*Sorunun tanımı:* Aşağıdaki satırların hepsini boş satırları atlayarak numaralı bir liste olarak verin. Resimleri cevaba almayın.

*Verilen satırlar:*

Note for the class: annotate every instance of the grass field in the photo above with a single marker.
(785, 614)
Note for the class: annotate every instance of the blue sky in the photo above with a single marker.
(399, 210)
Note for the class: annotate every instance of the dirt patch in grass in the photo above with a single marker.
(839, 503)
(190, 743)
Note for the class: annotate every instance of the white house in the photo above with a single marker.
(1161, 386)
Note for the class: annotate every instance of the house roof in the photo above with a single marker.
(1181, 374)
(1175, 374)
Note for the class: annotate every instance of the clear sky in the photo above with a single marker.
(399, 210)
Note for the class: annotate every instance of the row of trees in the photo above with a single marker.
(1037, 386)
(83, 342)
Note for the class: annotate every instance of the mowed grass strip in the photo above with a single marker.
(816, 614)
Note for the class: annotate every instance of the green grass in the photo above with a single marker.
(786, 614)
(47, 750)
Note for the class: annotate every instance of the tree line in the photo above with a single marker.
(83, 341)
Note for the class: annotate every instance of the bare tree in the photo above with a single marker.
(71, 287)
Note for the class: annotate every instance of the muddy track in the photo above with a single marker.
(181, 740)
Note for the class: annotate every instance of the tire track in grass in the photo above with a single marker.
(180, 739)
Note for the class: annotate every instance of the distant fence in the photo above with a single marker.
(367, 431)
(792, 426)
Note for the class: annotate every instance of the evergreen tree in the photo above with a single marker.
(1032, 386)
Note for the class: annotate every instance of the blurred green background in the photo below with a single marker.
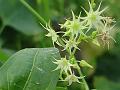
(20, 29)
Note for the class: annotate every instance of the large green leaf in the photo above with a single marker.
(30, 69)
(102, 83)
(61, 88)
(14, 14)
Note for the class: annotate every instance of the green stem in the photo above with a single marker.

*Sonuç:*
1. Note for the class: annotate every instance of the grass field in the photo above with a single marker.
2. (785, 614)
3. Note for the class: annotate every instance of the blue sky in the photo above with a single marker.
4. (399, 210)
5. Note for the class: annotate every instance of the dirt patch in grass in the photo above with a single marker.
6. (839, 503)
7. (190, 743)
8. Note for the class: annotate every instance of the white house in the photo above with a single marker.
9. (1161, 386)
10. Note for the class: annotate every instance of the house roof in the photo above with a single marker.
11. (1181, 374)
12. (1175, 374)
13. Note for the class: annotate every instance of the clear sky in the photo above with a single marker.
14. (399, 210)
15. Note for the class: annotate every instance of the row of trees in the photo above with a single marker.
16. (1037, 386)
17. (83, 342)
18. Note for the class: annotate every instance of the mowed grass strip in the photo above with a single marker.
19. (816, 614)
20. Note for the class: annotate every instance of the green grass in the photo above with a single marker.
21. (786, 614)
22. (47, 750)
23. Note for the class: annotate every instance of the tree line in the photo above with a single marker.
24. (83, 341)
25. Note for the class: annotate every instance of the bare tree in the photo above with a single marker.
26. (71, 287)
27. Note for the class: annotate every instance of the muddy track in the photo above with a single marker.
28. (181, 740)
29. Note for the class: annotate every instance of the tire track in grass in the photo above with a single marker.
30. (180, 739)
31. Note for the class: annotate every instance of the distant fence in the photo above with a single marker.
32. (367, 431)
33. (792, 426)
34. Note for the class: annotate every instance of the evergreen tree in the photo above with a single marker.
35. (1032, 386)
36. Note for the class: annotate every instance of the blurred green background in the photo below with a single marker.
37. (20, 29)
38. Note for the class: annotate every instance of the large green leaf in the photo above with a single marker.
39. (30, 69)
40. (102, 83)
41. (61, 88)
42. (14, 14)
43. Note for the class: annotate every instance of the green stem in the photo above with a single marker.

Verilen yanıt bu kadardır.